Natural-language object grounding data
>>>>>

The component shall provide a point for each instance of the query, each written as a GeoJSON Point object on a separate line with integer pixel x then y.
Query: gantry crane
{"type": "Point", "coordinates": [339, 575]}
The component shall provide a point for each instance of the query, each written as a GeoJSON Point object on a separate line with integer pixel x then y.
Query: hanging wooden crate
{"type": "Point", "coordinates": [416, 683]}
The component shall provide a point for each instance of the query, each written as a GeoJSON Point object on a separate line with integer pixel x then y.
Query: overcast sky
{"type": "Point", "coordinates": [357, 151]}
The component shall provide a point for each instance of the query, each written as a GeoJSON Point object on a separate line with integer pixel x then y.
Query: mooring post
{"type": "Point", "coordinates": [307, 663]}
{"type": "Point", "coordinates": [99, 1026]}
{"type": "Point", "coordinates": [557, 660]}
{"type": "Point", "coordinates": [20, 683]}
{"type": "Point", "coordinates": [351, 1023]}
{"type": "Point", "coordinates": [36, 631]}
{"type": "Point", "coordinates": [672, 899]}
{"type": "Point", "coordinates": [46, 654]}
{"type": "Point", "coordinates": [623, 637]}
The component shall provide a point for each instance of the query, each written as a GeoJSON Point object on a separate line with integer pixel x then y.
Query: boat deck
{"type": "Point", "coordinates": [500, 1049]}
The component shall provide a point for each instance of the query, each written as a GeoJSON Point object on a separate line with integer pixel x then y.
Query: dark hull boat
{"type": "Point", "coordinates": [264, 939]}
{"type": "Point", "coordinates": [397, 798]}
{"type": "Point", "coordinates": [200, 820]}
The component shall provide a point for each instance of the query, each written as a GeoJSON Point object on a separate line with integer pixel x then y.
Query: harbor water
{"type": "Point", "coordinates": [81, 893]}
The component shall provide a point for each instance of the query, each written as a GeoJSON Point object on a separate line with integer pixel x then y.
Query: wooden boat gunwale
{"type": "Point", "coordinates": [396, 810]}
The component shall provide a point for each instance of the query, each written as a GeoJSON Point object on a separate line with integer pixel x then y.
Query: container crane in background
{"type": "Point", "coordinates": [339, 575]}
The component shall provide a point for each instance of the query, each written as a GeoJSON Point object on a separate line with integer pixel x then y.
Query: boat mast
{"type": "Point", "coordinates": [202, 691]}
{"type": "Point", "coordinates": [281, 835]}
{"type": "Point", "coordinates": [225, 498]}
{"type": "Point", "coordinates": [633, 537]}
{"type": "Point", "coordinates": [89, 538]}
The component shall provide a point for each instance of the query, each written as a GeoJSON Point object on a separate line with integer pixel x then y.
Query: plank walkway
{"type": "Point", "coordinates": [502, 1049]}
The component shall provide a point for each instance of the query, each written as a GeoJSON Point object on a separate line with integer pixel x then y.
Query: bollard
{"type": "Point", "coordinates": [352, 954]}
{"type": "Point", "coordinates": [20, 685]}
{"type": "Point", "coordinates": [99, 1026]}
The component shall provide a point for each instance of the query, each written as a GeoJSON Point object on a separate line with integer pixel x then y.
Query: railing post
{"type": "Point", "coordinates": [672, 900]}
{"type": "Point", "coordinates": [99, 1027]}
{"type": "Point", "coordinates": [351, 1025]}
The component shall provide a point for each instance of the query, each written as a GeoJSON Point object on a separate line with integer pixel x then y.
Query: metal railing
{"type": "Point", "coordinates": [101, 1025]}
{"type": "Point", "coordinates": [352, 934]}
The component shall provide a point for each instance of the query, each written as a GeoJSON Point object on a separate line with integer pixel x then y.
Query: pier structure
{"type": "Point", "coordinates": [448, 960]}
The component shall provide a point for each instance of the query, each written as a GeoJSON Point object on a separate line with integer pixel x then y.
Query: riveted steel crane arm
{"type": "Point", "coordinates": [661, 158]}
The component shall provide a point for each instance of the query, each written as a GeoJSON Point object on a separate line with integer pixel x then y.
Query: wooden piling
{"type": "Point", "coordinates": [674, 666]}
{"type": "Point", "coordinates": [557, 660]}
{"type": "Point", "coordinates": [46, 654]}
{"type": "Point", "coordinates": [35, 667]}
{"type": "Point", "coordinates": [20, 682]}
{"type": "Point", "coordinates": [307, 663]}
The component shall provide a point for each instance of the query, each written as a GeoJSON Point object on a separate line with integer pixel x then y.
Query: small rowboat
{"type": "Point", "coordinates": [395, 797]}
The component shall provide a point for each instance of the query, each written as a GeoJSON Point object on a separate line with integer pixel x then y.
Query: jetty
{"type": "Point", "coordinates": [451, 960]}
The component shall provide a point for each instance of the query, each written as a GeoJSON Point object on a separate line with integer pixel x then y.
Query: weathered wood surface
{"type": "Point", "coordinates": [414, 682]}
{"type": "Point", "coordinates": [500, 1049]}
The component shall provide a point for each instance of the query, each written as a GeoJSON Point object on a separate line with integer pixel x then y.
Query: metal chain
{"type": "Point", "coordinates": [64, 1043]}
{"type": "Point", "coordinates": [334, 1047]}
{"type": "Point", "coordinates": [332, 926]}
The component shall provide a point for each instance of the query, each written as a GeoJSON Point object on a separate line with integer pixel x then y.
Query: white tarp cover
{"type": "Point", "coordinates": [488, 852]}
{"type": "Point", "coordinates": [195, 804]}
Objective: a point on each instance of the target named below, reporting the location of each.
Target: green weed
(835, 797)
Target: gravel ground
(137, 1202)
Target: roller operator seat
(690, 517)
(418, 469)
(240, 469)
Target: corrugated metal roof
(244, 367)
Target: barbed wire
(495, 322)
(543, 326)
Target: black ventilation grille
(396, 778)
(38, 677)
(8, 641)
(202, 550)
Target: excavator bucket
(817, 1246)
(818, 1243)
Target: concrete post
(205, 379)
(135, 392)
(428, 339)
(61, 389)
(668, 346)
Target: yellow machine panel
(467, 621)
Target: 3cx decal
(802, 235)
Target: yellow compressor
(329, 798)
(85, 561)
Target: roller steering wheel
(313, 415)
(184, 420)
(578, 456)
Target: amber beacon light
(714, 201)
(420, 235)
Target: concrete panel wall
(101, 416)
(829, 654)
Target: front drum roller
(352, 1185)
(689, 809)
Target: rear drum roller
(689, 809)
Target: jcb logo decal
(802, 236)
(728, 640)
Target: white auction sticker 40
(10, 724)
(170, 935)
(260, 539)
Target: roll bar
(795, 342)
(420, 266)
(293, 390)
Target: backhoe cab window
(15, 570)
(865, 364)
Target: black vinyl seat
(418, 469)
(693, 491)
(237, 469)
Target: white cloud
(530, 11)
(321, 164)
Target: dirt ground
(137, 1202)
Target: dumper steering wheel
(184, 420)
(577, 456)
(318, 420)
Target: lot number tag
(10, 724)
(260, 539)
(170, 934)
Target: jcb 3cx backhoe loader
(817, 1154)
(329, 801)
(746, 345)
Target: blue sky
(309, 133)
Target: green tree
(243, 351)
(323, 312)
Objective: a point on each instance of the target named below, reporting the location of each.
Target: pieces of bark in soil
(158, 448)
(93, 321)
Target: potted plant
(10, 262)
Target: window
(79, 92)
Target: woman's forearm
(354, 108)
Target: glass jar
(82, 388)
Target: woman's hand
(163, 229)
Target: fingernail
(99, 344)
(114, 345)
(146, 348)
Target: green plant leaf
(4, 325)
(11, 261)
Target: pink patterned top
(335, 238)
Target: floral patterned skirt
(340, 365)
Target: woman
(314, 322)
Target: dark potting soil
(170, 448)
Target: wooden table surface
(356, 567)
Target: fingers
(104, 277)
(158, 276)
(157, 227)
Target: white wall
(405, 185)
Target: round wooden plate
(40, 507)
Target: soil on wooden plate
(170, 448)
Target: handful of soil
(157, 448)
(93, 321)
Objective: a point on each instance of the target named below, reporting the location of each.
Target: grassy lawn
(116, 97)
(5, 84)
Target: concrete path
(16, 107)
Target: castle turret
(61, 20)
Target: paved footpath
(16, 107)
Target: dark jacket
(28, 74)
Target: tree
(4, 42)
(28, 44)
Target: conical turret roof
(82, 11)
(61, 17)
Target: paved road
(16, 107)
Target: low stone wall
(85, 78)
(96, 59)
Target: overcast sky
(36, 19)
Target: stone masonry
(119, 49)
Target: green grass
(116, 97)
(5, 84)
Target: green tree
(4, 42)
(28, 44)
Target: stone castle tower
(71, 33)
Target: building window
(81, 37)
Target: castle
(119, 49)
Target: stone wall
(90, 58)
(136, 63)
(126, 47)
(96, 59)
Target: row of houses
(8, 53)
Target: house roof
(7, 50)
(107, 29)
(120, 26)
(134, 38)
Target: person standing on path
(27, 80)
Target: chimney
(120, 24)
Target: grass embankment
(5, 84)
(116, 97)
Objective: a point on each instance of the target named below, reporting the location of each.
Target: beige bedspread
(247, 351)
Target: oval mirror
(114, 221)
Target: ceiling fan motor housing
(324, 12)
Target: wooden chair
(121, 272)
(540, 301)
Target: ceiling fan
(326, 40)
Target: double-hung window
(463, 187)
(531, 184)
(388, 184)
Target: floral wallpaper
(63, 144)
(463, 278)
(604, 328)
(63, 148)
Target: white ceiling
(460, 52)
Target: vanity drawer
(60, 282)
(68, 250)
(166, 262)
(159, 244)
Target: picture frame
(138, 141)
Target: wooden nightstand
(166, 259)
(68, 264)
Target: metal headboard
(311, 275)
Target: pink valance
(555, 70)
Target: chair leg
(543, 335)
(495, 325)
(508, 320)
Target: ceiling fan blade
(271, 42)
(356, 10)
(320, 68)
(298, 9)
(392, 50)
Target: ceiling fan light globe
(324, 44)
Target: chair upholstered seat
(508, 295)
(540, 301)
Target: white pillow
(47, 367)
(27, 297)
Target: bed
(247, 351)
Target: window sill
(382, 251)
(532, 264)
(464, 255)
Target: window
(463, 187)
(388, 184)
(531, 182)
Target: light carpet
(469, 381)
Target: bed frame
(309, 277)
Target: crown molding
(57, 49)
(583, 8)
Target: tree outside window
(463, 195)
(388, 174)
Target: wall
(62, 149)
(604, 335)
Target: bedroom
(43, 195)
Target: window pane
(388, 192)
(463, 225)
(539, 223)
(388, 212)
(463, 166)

<<<<<

TASK DIRECTIONS
Could you print the lines above, exactly as written, from the line containing "Target: light carpet" through the final one?

WRITTEN SOLUTION
Target: light carpet
(469, 381)
Target: bed frame
(309, 277)
Target: crown molding
(57, 49)
(583, 8)
Target: tree outside window
(463, 195)
(388, 174)
Target: wall
(62, 149)
(604, 335)
Target: bedroom
(43, 195)
Target: window pane
(388, 192)
(463, 225)
(539, 223)
(388, 212)
(463, 166)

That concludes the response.